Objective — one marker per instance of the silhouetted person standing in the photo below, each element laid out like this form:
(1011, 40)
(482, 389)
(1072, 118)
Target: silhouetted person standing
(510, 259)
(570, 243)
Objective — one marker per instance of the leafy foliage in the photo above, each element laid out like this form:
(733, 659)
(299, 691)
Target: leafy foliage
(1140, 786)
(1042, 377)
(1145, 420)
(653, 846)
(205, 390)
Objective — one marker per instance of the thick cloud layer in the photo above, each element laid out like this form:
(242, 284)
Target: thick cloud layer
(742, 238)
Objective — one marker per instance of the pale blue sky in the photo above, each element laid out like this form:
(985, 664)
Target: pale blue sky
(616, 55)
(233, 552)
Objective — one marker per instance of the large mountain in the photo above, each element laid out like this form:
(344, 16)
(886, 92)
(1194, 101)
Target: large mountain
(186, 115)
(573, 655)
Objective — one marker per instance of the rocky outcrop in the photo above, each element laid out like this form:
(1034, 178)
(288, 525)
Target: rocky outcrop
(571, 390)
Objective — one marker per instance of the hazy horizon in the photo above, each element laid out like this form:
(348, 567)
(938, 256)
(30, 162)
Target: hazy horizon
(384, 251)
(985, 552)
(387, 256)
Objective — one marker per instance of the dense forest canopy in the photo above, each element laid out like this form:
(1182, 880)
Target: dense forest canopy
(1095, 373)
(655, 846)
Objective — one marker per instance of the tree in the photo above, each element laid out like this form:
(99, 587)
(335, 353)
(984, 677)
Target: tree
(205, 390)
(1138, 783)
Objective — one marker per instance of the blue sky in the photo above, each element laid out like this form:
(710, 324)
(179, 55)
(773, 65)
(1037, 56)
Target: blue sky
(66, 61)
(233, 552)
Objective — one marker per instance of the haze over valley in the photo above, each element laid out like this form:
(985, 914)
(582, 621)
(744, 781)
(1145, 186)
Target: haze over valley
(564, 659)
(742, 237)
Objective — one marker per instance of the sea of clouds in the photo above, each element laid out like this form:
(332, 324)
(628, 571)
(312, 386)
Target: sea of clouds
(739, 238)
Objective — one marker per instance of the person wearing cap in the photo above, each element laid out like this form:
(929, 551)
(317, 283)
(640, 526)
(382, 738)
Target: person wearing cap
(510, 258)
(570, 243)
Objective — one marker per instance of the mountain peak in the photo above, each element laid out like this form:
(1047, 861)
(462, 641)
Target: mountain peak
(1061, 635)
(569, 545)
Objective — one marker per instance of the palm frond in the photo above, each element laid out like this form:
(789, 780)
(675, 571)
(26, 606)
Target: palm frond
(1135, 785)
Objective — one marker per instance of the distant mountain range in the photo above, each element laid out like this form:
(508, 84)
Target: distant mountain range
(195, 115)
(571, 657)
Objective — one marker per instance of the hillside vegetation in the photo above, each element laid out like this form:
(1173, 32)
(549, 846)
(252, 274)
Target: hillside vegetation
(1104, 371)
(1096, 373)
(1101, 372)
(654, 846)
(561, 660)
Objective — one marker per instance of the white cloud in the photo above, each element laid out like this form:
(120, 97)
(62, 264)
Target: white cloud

Exercise description
Filter the entries down to the lines holding the string "white". Copy each of those lines.

Result for this exercise
Objective — one marker per instance of the white cloud in the photo above, each element laid out like this form:
Target: white cloud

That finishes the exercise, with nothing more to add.